Extracted records
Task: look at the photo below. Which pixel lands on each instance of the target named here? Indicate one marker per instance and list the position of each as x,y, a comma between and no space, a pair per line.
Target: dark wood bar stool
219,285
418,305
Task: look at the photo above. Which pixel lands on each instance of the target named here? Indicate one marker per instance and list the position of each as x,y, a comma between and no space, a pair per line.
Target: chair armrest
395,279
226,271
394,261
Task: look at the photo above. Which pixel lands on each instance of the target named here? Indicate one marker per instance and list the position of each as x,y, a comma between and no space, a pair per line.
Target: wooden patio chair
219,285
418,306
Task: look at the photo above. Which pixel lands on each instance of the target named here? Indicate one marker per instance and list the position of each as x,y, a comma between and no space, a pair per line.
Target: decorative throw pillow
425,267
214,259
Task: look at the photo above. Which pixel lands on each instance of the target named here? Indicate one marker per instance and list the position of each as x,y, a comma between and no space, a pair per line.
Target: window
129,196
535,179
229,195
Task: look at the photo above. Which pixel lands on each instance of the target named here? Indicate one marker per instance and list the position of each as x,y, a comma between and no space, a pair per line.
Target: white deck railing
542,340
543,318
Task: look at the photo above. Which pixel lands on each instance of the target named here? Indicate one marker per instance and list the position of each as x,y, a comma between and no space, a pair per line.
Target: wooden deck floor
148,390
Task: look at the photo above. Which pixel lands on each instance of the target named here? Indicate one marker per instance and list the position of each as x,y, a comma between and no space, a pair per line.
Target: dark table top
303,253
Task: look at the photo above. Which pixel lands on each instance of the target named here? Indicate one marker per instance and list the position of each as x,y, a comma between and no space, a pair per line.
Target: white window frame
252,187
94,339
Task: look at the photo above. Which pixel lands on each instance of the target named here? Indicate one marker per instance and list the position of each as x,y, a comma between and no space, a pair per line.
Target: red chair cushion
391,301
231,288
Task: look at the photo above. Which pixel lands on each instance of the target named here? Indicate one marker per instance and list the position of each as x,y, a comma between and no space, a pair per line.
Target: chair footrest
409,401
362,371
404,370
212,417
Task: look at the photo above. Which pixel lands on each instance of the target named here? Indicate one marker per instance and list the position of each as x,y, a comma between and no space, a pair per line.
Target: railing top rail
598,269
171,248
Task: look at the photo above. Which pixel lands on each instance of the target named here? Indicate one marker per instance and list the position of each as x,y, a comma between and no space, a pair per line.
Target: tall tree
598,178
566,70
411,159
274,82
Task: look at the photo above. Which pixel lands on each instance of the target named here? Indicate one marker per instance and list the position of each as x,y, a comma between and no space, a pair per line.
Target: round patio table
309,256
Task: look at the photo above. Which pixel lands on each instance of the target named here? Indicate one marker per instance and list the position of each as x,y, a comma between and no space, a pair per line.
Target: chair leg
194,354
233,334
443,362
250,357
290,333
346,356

**TASK:** Keep every word the same and copy out all of the entries.

**SOLUTION:**
Task: look at the photo below. Which pixel lands on each instance of the target named here? Indicate one marker per instance and list the position of each as x,y, a comma between and no space, a pair per line.
Target: dark wood bar stool
219,285
418,305
Task: look at the photo above. Which pixel lands on each instance of the target named here? Indicate one marker per instance and list the position of each as x,y, a comma between and no space, a pair per line.
Target: chair armrest
395,279
226,271
394,261
Task: look at the photo above. Which pixel lands on each instance of the target named here? Indicate one marker per instance and list the position of each as x,y, a comma between and no space, a pair per line.
Target: wooden patio chair
219,285
418,306
Task: look at the photo above. Which pixel lands on each instance of the target named here? Indicate one marker per instance and list the position of each as x,y, a comma between and no space, a pair per line.
Target: decorative throw pillow
425,267
214,259
Task: look at the photo above. Which pixel lands on each instance of the target named here? Indicate one marker per instance and list the position of each as x,y, a comma between and no space, a pair per line.
Target: window
129,196
535,179
229,195
Task: look at the photo above. Which pixel lands on each instance of the target named here? Indicate one marker per instance and list the position of each as x,y, a comma between and no space, a pair per line.
Target: white deck railing
542,340
543,318
Task: look at the photo above. Which pixel lands on each instance of the target named here? Indicate one marker per instance and list the position of each as x,y, a comma between and no space, a pair per line.
Target: wooden deck floor
148,390
Task: look at the photo above. Which pixel lands on each instance of the target named here? Indicate one marker per instance and list the position of each as x,y, a comma between and no space, a pair per line.
Target: dark table top
303,253
Task: look at the photo above. Which pixel lands on each instance of the target named here? Indicate one marker per instance and list the position of each as x,y, a comma between and no space, a pair per line.
Target: white window frame
252,187
94,339
Task: look at the photo above. Which pixel lands on each instance of the target named here? Indicate one marker per instance and list the position of each as x,y, a comma between and no space, a pair per line.
Target: red chair cushion
391,301
231,288
Task: look at the photo above. Which pixel lands on each instance of the target named here? Indicate one marker per instance and list the position of each as x,y, a comma between and no space, a pair per line.
Target: chair footrest
409,401
362,371
404,370
212,417
Task: look at the photo above. Which pixel lands on each instance of the target named here? Indicate one marker per instance and list the position of each as x,y, a comma between and no space, a pair per line.
Target: railing top rail
598,269
171,248
Task: look at the photo above. Which pixel lands on each instance of the target named here? Indicate one marker per instance and list the position of each as x,y, a comma between and no space, a pair per line.
Target: tall tree
598,178
566,70
411,159
274,82
Task: look at the photo above. Which pixel lands on each instance of the target named here? Indicate one marker per instance and list the position of each as x,y, a comma between and no space, a pair per line.
Target: round patio table
309,256
Task: look at the photo above. Which pixel lands on each instance of the target named here? Indicate one marker per instance and list the position of each as x,y, a comma between and no space, a pair per line.
Target: chair leg
194,354
233,334
443,362
250,357
290,333
346,356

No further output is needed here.